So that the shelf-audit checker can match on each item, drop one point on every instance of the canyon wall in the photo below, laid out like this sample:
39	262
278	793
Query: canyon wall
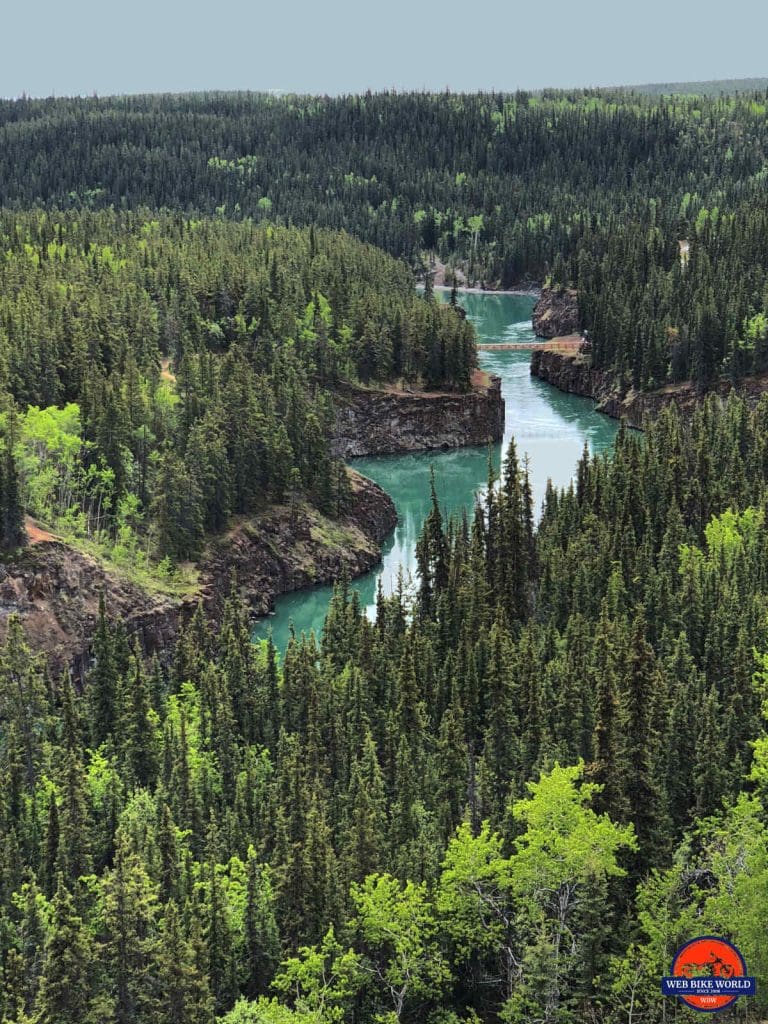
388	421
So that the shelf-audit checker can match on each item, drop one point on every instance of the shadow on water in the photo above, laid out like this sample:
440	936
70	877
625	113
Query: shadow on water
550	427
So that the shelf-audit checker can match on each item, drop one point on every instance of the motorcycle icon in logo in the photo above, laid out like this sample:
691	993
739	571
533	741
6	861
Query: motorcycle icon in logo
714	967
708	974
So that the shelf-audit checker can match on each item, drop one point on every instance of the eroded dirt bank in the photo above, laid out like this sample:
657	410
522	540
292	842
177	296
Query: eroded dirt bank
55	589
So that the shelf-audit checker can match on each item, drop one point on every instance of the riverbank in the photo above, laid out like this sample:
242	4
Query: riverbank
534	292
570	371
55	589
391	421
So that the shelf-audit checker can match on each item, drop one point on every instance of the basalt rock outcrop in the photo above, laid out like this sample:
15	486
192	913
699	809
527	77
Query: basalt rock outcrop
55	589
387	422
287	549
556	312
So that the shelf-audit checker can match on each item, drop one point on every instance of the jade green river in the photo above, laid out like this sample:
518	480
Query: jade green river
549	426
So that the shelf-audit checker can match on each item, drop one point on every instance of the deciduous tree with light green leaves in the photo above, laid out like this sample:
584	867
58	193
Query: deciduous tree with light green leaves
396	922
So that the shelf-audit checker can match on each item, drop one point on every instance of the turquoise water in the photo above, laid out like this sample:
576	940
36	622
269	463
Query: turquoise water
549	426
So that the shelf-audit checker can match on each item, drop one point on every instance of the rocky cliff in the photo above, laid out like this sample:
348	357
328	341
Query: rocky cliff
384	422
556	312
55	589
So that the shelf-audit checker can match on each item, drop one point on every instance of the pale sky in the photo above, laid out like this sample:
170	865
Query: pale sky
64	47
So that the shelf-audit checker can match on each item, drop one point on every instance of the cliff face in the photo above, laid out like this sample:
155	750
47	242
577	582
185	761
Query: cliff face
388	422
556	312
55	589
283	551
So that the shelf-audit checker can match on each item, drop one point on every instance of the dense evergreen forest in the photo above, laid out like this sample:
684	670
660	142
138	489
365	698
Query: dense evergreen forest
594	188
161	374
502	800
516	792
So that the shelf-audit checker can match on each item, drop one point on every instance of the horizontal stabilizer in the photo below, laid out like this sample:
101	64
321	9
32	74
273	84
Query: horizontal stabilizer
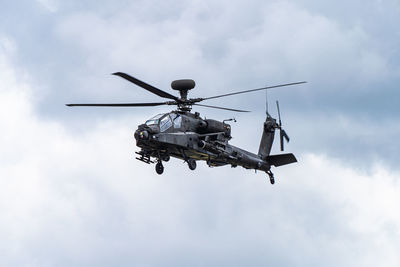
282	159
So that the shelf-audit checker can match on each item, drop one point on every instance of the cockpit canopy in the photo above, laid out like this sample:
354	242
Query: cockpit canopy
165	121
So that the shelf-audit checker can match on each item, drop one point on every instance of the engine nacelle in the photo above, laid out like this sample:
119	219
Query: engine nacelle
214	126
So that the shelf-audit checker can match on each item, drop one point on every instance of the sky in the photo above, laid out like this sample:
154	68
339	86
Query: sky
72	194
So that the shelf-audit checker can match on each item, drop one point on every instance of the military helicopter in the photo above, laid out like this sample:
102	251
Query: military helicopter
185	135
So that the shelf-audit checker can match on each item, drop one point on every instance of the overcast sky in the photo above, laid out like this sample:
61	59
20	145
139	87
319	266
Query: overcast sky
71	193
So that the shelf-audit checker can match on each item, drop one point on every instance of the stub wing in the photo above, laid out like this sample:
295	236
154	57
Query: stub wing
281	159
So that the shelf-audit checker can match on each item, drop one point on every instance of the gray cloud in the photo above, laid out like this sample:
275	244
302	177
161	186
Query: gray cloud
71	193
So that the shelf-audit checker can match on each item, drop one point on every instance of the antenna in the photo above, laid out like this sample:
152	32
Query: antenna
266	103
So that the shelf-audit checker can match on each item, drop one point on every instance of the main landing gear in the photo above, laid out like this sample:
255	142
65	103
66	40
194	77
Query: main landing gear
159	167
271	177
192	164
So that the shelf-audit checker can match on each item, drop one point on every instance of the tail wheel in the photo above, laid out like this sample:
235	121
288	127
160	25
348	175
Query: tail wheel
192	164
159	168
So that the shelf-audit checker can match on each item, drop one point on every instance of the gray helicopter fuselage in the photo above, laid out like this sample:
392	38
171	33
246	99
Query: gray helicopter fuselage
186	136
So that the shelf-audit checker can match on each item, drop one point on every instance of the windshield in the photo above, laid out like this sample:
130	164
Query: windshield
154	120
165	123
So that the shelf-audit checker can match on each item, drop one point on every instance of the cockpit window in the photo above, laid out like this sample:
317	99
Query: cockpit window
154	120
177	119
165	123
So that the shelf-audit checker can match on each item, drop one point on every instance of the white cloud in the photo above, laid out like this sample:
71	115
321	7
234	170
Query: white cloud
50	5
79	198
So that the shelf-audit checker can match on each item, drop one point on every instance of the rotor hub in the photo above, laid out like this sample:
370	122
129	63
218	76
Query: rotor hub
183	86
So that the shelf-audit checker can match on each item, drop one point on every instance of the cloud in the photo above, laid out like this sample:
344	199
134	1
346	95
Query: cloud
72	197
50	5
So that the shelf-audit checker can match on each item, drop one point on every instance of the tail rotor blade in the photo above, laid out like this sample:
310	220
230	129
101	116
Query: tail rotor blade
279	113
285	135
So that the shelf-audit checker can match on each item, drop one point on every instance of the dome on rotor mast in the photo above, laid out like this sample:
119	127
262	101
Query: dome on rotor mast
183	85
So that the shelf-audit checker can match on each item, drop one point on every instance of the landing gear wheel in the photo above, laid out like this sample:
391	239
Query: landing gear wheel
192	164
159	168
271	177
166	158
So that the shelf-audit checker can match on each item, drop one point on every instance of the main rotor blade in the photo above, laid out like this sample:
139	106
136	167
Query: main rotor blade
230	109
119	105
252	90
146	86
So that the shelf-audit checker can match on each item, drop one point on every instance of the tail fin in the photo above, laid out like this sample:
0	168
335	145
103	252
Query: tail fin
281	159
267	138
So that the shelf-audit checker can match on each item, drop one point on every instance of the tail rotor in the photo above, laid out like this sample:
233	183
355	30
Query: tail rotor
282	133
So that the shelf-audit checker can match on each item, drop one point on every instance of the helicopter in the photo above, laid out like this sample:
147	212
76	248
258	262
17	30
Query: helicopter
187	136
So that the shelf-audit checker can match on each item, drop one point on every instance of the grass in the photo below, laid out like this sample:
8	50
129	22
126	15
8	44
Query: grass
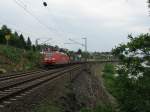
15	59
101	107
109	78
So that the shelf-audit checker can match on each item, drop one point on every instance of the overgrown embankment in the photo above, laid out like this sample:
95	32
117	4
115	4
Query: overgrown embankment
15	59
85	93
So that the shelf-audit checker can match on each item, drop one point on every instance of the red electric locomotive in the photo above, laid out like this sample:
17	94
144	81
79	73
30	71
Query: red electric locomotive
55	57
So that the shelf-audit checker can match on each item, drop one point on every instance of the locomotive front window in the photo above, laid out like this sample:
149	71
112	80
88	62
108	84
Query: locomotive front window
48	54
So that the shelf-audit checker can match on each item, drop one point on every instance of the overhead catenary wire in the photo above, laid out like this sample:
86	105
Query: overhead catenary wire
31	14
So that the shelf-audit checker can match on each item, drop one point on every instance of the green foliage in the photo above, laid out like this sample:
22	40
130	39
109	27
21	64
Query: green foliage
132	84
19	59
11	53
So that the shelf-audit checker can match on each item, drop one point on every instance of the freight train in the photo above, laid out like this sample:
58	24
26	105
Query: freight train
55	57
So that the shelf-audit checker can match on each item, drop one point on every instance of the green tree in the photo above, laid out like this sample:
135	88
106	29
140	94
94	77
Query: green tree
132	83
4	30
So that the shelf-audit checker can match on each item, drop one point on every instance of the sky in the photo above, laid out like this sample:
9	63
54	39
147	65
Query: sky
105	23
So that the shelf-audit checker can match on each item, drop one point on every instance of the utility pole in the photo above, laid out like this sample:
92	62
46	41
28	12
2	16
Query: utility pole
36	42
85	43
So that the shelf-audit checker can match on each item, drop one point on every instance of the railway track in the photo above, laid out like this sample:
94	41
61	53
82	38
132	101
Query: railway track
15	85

§ **Task instructions**: Please rewrite the part of the material that opens with the line containing "the green tree" and closes with the last line of the material, putting "telephone pole" wherever "utility pole" appears and leaving everything else unchanged.

§ **Worked solution**:
So that the shelf-audit checker can match on each item, drop one point on every instance of the green tree in the photo above, laid out like this sample:
135	88
106	29
140	94
94	77
Query: green tree
132	83
4	30
So that the shelf-audit checker can match on each item, drop one point on every instance of the sky in the photo above, laid out like this sample:
9	63
54	39
147	65
Query: sky
105	23
So that the shelf-audit checker can match on each item, drop one point on every instance of the telephone pole in the photo above, laid out like this sample:
92	62
46	41
28	12
2	16
Query: telephone pole
36	42
85	43
So that the shelf-audit checker can match on each item, drop one point on every instance of the railway track in the photo above, laid out like this sample:
94	41
61	53
82	38
132	101
Query: railway track
15	85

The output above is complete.